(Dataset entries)
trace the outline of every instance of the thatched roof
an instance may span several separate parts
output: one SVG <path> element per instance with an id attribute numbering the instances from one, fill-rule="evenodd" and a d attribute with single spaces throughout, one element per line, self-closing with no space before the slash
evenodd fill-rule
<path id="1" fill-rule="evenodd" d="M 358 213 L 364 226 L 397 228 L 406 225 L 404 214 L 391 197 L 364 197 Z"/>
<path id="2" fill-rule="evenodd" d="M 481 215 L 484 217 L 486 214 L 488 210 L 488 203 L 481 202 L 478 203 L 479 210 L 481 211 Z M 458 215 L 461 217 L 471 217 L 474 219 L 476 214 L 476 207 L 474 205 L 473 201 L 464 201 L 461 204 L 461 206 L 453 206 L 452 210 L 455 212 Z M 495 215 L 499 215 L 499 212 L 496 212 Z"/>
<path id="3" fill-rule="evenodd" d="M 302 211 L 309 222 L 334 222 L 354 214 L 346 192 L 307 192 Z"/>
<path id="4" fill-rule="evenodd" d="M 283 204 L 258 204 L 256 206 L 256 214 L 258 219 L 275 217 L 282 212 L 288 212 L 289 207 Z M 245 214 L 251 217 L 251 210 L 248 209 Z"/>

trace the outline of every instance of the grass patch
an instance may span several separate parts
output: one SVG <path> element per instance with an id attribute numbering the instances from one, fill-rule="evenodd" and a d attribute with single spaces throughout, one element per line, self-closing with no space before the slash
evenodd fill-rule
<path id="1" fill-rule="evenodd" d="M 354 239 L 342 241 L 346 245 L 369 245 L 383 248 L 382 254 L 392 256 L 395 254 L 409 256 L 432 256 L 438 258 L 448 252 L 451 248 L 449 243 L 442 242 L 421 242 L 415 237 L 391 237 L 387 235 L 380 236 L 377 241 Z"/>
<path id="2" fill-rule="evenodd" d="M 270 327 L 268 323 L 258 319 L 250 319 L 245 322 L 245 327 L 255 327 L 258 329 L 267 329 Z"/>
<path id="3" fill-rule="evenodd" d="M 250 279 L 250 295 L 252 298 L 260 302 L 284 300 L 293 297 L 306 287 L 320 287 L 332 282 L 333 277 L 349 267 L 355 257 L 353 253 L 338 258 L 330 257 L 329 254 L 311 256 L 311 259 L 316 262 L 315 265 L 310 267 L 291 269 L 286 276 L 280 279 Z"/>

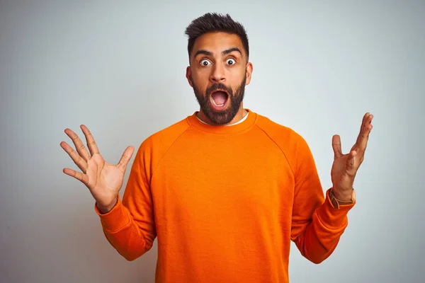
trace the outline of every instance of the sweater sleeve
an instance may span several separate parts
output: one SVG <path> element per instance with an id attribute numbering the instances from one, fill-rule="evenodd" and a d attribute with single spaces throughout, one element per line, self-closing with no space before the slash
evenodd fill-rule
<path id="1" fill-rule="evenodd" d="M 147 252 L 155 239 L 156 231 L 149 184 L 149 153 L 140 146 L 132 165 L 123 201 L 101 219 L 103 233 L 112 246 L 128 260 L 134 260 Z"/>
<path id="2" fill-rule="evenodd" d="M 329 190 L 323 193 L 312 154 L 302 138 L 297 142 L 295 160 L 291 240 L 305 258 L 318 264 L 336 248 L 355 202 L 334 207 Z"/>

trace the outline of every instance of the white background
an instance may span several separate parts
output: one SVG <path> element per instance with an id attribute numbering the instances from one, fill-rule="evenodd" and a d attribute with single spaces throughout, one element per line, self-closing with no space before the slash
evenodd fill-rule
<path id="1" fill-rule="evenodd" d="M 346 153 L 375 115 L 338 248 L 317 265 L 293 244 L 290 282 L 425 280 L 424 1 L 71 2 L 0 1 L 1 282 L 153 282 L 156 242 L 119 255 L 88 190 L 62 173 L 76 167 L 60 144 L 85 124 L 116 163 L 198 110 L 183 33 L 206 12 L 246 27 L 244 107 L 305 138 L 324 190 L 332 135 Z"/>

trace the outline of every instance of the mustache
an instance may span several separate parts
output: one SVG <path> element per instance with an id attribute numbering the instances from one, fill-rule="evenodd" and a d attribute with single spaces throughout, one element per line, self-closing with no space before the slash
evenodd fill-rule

### [What the exercise asks]
Copy every one of the records above word for word, omitting the pictures.

### [The answer]
trace the outline of every instance of the thatched roof
an instance may span several separate parts
output: one SVG <path> element per instance with an id attribute numbering the instances from one, fill-rule="evenodd" and a d attribute with single spaces throughout, one element per line, self-closing with no space before the slash
evenodd fill-rule
<path id="1" fill-rule="evenodd" d="M 358 213 L 364 226 L 397 228 L 406 225 L 404 214 L 391 197 L 364 197 Z"/>
<path id="2" fill-rule="evenodd" d="M 481 215 L 484 217 L 486 214 L 488 210 L 488 203 L 481 202 L 478 203 L 479 210 L 481 211 Z M 458 215 L 461 217 L 471 217 L 474 219 L 476 214 L 476 207 L 474 205 L 473 201 L 464 201 L 461 204 L 461 206 L 453 206 L 452 210 L 455 212 Z M 495 215 L 499 215 L 499 212 L 496 212 Z"/>
<path id="3" fill-rule="evenodd" d="M 302 211 L 309 222 L 334 222 L 354 214 L 346 192 L 307 192 Z"/>
<path id="4" fill-rule="evenodd" d="M 283 204 L 258 204 L 256 206 L 256 214 L 258 219 L 275 217 L 282 212 L 288 212 L 289 207 Z M 245 214 L 251 217 L 251 210 L 248 209 Z"/>

trace the outline of every instance of the grass patch
an instance may span several separate parts
output: one SVG <path> element per instance with an id attribute numbering the instances from one, fill-rule="evenodd" and a d attribute with single spaces throughout, one element per line, self-closing with no space before the slash
evenodd fill-rule
<path id="1" fill-rule="evenodd" d="M 354 239 L 342 241 L 346 245 L 369 245 L 383 248 L 382 254 L 392 256 L 395 254 L 409 256 L 432 256 L 438 258 L 448 252 L 451 248 L 449 243 L 442 242 L 421 242 L 415 237 L 391 237 L 387 235 L 380 236 L 377 241 Z"/>
<path id="2" fill-rule="evenodd" d="M 270 327 L 268 323 L 258 319 L 250 319 L 245 322 L 245 327 L 255 327 L 258 329 L 267 329 Z"/>
<path id="3" fill-rule="evenodd" d="M 250 279 L 250 295 L 252 298 L 260 302 L 284 300 L 293 297 L 306 287 L 320 287 L 332 282 L 333 277 L 349 267 L 355 257 L 353 253 L 338 258 L 330 257 L 329 254 L 311 256 L 311 259 L 316 262 L 315 265 L 310 267 L 291 269 L 286 276 L 280 279 Z"/>

trace the outline of every instance of the sweater sleeve
an instance may span several separate parts
output: one SVG <path> element per instance with an id attribute numbering the instances from one, fill-rule="evenodd" and a d attribute with single spaces throughout, one element per line, self-closing with no space before the slash
evenodd fill-rule
<path id="1" fill-rule="evenodd" d="M 147 252 L 155 239 L 156 231 L 149 184 L 149 153 L 140 146 L 132 165 L 123 201 L 101 219 L 103 233 L 112 246 L 128 260 L 134 260 Z"/>
<path id="2" fill-rule="evenodd" d="M 329 190 L 323 193 L 312 154 L 302 138 L 297 142 L 295 160 L 291 240 L 305 258 L 318 264 L 336 248 L 355 202 L 334 207 Z"/>

trace the outline of every instance of the white background
an instance may span several separate parts
output: one SVG <path> element per instance with an id attribute numbering the instances from one, fill-rule="evenodd" and a d attribute with single spaces throughout, one element per line, self-closing with no space before the slash
evenodd fill-rule
<path id="1" fill-rule="evenodd" d="M 346 153 L 375 115 L 338 248 L 317 265 L 293 244 L 290 282 L 425 280 L 424 1 L 71 2 L 0 1 L 1 282 L 153 282 L 156 242 L 119 255 L 88 190 L 62 173 L 76 167 L 60 144 L 85 124 L 116 163 L 198 110 L 183 33 L 206 12 L 246 27 L 244 107 L 305 138 L 324 190 L 332 135 Z"/>

trace the outline of every instance of the mustache
an instance may span several separate parts
output: one SVG <path> element per instance with an id attribute numbering the instances from one, fill-rule="evenodd" and a d attribute with single spaces throughout, one element per line, self-closing with no space before the slash
evenodd fill-rule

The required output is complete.